## THE PROBLEM
Count the lines in the items below that contain the word "point" with its case matched, and reply with that number only.

## ITEMS
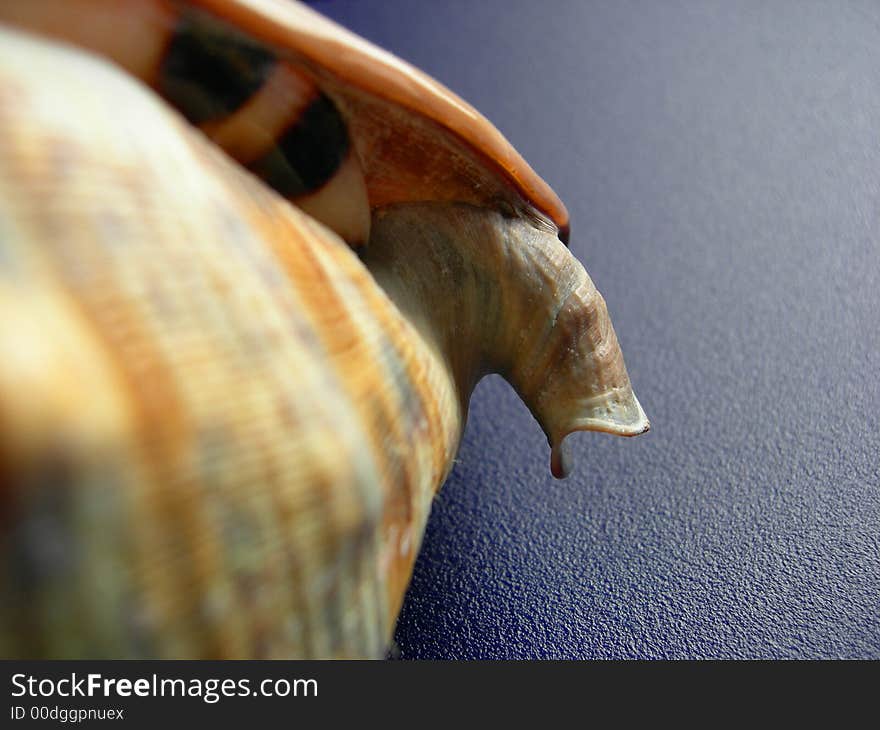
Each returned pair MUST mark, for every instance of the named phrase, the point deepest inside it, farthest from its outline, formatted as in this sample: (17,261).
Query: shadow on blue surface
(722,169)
---
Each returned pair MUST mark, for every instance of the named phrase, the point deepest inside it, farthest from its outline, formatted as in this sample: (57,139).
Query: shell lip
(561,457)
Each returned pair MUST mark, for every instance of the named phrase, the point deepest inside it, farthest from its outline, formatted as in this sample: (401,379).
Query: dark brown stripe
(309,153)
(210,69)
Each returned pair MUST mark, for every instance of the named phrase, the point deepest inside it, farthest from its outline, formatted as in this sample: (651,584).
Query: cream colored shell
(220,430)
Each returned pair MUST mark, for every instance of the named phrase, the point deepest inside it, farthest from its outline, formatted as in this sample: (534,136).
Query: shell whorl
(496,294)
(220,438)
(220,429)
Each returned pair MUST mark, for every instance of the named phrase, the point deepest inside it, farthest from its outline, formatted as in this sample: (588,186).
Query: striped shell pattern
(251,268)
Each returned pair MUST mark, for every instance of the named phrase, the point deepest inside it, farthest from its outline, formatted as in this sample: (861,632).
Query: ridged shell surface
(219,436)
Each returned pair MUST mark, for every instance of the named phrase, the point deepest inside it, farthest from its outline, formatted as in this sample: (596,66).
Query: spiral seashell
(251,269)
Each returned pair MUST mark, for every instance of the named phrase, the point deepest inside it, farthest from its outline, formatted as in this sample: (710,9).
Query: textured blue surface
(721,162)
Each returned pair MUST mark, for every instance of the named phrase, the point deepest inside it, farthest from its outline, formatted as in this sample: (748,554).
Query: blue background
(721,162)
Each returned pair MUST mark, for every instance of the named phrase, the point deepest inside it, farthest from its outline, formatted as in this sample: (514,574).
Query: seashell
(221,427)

## THE SOLUTION
11